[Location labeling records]
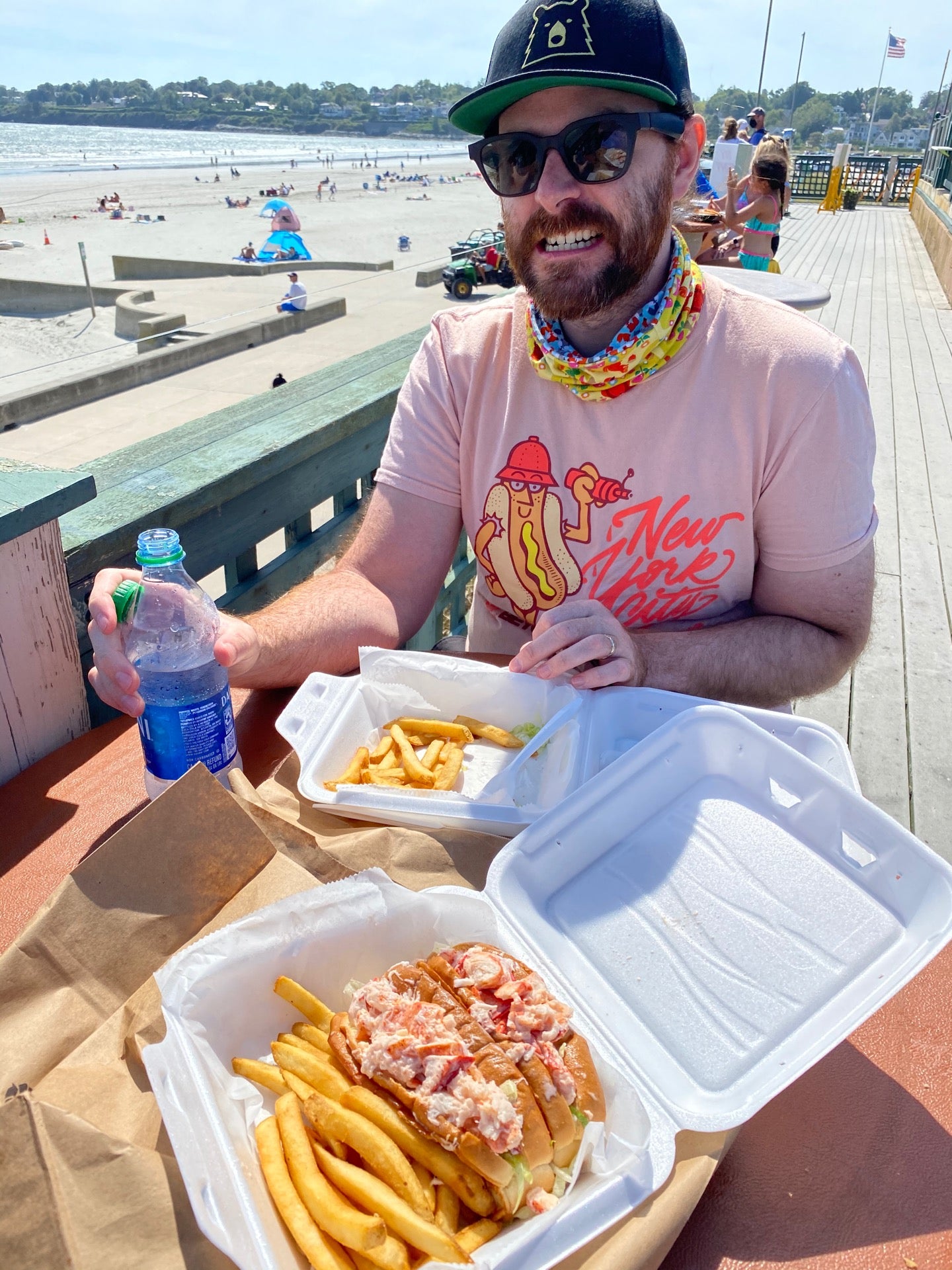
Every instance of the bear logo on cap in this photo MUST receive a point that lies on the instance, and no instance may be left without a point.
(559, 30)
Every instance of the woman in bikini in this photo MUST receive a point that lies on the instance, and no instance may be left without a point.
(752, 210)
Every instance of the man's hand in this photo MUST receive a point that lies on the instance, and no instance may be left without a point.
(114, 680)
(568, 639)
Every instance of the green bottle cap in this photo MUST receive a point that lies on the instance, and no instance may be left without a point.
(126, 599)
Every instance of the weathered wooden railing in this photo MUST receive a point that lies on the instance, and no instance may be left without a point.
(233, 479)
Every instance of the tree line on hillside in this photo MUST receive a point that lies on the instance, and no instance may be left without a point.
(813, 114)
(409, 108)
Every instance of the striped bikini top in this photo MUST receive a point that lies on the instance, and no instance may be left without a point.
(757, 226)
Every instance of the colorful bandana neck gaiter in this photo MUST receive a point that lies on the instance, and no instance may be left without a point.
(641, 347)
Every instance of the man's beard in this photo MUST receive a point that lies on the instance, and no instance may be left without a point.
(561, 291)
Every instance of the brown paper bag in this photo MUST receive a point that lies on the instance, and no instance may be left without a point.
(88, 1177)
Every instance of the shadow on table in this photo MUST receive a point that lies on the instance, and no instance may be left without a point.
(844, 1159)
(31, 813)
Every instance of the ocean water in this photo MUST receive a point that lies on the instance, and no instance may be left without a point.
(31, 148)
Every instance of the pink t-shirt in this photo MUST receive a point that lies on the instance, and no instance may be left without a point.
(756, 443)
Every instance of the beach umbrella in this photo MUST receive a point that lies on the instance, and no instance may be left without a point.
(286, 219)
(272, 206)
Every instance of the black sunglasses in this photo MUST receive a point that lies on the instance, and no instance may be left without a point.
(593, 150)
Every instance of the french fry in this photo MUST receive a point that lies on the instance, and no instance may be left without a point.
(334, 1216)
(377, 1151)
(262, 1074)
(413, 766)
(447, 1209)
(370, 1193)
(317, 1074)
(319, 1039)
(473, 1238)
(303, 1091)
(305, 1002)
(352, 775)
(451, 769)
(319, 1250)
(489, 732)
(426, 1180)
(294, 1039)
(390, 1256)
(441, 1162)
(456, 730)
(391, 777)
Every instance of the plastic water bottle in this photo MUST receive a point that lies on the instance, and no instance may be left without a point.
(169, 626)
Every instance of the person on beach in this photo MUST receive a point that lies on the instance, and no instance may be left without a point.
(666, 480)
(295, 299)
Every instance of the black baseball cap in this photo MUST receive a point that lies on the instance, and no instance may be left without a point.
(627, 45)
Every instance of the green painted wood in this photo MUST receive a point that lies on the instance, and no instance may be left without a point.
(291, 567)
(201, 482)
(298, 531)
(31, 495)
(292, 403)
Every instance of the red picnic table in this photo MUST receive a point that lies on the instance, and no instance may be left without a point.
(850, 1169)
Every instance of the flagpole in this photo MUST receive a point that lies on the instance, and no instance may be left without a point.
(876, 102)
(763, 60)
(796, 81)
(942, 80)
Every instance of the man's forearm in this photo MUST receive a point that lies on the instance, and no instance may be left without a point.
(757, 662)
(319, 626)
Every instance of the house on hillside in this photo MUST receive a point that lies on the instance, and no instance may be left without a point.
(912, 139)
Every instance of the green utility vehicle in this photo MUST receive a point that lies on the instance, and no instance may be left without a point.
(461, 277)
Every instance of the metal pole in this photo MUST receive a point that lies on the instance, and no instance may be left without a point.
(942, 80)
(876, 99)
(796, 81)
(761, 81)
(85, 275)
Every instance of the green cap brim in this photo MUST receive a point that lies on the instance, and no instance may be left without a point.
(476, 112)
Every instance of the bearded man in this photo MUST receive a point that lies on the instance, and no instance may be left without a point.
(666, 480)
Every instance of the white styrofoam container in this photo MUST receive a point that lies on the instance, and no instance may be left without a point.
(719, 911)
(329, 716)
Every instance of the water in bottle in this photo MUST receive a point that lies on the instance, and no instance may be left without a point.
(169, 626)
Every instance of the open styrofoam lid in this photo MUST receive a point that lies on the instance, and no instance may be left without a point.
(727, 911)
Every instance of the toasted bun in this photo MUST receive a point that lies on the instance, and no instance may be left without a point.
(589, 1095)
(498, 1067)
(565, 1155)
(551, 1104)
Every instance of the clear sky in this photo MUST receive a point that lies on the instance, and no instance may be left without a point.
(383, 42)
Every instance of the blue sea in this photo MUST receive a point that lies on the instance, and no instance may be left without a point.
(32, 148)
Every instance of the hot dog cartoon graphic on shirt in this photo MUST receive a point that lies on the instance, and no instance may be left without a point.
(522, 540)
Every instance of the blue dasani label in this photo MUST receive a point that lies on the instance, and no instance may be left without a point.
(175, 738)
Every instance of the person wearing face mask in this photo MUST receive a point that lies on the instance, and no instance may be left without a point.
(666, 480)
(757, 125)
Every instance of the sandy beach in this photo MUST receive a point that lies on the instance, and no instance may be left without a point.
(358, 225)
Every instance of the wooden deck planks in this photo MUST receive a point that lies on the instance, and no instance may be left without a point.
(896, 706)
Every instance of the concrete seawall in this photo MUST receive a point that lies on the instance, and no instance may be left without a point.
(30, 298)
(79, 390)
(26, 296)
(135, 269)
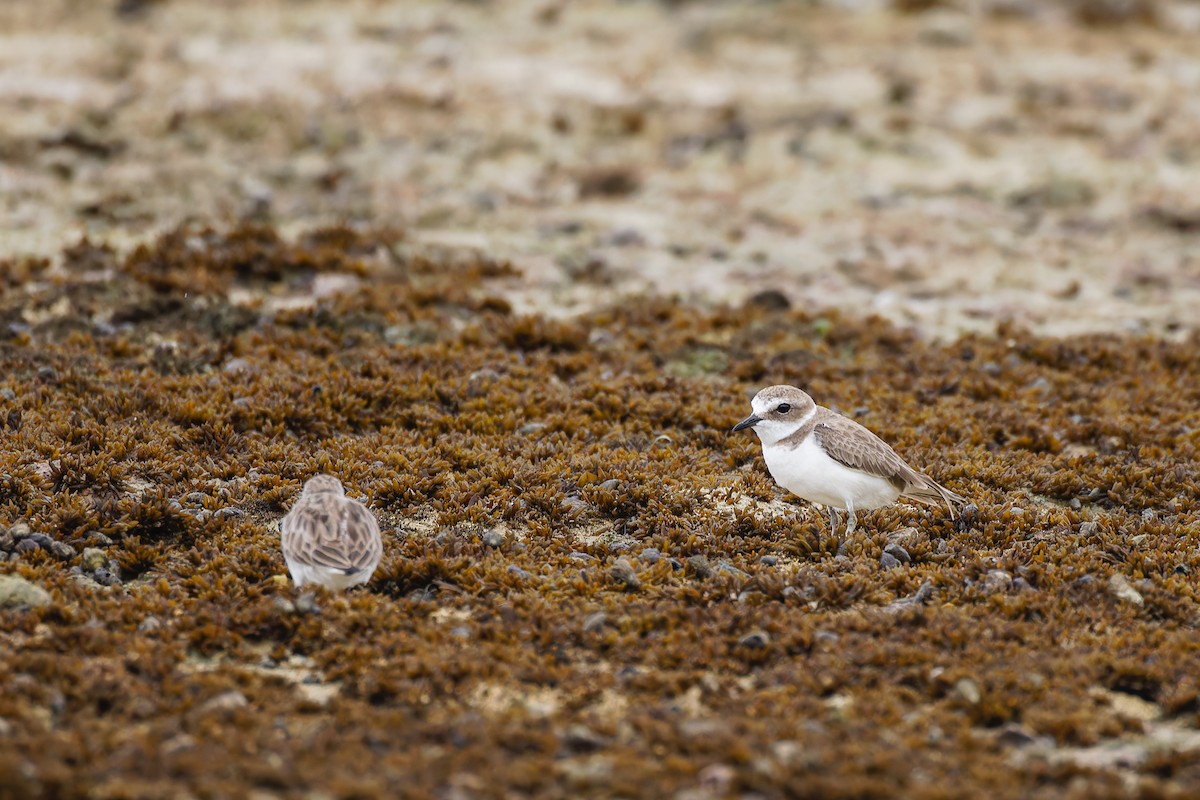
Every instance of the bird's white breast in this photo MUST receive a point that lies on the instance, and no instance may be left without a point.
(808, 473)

---

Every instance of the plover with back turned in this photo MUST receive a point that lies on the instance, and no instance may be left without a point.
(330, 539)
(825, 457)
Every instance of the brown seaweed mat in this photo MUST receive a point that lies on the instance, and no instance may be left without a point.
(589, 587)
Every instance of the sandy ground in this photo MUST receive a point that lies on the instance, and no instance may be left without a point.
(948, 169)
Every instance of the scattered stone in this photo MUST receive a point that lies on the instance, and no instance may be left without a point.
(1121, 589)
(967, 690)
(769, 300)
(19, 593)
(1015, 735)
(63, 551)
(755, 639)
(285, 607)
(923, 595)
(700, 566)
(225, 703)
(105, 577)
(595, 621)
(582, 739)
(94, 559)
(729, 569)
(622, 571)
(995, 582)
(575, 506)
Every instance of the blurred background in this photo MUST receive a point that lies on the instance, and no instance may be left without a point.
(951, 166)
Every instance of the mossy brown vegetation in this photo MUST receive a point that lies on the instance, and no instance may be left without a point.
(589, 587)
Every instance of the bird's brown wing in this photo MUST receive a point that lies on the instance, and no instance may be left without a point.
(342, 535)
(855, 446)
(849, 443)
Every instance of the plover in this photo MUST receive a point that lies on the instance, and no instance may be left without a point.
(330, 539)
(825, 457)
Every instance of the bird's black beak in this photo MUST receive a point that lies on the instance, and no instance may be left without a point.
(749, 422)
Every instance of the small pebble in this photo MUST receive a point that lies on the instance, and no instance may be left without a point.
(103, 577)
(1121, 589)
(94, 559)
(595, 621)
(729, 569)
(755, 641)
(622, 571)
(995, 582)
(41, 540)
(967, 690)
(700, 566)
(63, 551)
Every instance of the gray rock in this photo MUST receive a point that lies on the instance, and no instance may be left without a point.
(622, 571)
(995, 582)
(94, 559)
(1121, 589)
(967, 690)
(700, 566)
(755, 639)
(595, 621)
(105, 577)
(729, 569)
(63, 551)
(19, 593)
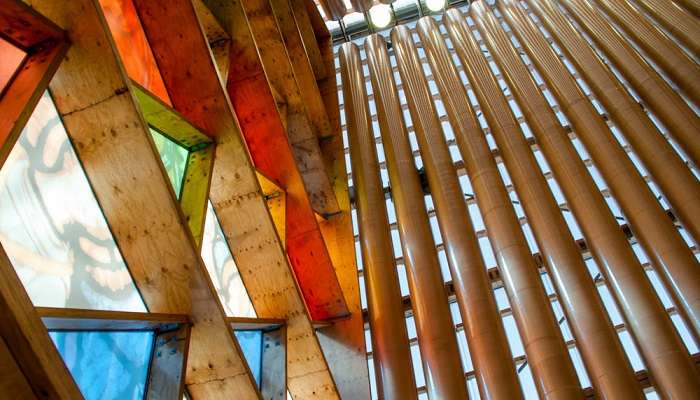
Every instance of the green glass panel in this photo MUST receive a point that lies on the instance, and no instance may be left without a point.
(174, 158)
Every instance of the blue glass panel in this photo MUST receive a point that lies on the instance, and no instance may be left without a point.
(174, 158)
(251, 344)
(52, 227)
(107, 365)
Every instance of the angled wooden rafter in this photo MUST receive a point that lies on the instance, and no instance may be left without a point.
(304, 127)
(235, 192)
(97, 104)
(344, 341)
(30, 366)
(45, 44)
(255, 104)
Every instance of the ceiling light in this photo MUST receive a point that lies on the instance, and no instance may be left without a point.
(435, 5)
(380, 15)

__EXERCISE INSTRUCTIONS__. Pull out every line of the records that contains the word "brown", and copy each one in full.

__THE RESULT__.
Every instance of the brown paper bag in this photo MUST receive a point that lies on the instance, and no instance may be left without a point.
Every instance of the brown seaweed mat in this photo MUST receive a point that lies on the instance, and no instance may be left without a point.
Every instance of the mossy brown vegetation in this photo MUST receive a point that lies on the instance, and no instance may be left without a point.
Every instance of the bird's brown wing in this photo MUST receive a point that lies on the instance, and no instance may be left without a point.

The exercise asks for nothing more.